[Things to do]
1. Translate this sentence from the East Timor text into Spanish: "East Timor was occupied by Indonesia and administered as Timor Timur province."
2. In the East Timor text, write out the passage starting at "United Nations Administered" and ending at "United Nations protectorate.", swapping "protectorate" for "trust territory".

[Selected extract]

——————————

United Nations Administered East Timor refers to the period between 25 October 1999 and 20 May 2002 when East Timor was administered by the United Nations Transitional Administration in East Timor as a United Nations protectorate.

Background

East Timor was colonised by Portugal in the mid-16th century and administered as Portuguese Timor. Following the Carnation Revolution in Portugal, East Timor unilaterally declared independence on 28 November 1975, but was invaded by Indonesia 7 December 1975. East Timor was occupied by Indonesia and administered as Timor Timur province. The invasion was not recognized as legal by the United Nations, which continued to regard Portugal as the legal Administering Power of East Timor. In 1999, in a UN-sponsored referendum, an overwhelming majority of East Timorese voted for independence from Indonesia. Immediately following the referendum, Pro-Indonesia militias commenced a scorched earth campaign triggering the 1999 East Timorese crisis. An International Force for East Timor was deployed to the territory to bring the violence to an end. Indonesia formally rescinded its annexation on 19 October 1999 and a United Nations transitional administration was subsequently established on 25 October 1999 by Security Council Resolution 1272 to administer the territory until independence on 22 May 2002.

——————————

Contour labeling items:
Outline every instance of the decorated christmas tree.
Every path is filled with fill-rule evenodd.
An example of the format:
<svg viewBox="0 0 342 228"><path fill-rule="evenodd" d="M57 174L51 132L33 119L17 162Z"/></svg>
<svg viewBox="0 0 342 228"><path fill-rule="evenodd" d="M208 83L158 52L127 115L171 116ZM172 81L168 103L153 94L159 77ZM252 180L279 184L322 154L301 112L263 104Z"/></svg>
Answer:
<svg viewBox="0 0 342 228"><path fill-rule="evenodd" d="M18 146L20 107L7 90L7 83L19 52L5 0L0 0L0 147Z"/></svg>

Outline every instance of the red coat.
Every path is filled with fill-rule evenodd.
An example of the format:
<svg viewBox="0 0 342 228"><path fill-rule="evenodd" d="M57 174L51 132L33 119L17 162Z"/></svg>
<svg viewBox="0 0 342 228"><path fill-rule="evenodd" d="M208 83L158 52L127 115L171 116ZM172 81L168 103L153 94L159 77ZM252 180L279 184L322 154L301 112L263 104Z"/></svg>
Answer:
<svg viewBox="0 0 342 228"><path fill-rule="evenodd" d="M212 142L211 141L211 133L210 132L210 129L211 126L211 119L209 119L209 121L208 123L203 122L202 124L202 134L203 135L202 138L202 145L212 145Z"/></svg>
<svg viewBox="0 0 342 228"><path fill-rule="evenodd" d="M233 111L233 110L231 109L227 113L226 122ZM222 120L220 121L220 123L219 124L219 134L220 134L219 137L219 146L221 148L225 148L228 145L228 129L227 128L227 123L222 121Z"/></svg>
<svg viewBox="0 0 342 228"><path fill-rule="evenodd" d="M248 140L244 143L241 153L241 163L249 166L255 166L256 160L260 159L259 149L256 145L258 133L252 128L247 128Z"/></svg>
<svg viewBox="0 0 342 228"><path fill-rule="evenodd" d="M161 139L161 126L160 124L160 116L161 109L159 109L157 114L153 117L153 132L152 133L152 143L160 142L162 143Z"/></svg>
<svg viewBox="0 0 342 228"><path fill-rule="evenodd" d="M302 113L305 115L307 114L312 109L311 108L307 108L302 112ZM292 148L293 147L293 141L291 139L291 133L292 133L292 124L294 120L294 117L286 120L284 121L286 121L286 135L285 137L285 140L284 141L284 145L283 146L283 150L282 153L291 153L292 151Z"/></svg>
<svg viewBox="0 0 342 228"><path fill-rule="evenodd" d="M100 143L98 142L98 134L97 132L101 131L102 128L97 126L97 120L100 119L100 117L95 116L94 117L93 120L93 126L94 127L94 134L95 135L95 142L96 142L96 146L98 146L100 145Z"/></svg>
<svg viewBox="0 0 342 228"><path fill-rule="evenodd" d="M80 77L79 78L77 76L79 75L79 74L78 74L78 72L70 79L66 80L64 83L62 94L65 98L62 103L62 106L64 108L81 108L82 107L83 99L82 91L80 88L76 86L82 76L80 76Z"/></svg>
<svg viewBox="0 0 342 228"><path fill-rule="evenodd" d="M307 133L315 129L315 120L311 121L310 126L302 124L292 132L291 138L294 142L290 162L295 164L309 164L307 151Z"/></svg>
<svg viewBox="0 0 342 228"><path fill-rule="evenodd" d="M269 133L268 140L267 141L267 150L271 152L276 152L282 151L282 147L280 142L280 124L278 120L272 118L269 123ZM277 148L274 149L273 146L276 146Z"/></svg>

——————————

[Answers below]
1. Timor Oriental fue ocupado por Indonesia y administrado como la provincia de Timor Timur.

2.
United Nations Administered East Timor refers to the period between 25 October 1999 and 20 May 2002 when East Timor was administered by the United Nations Transitional Administration in East Timor as a United Nations trust territory.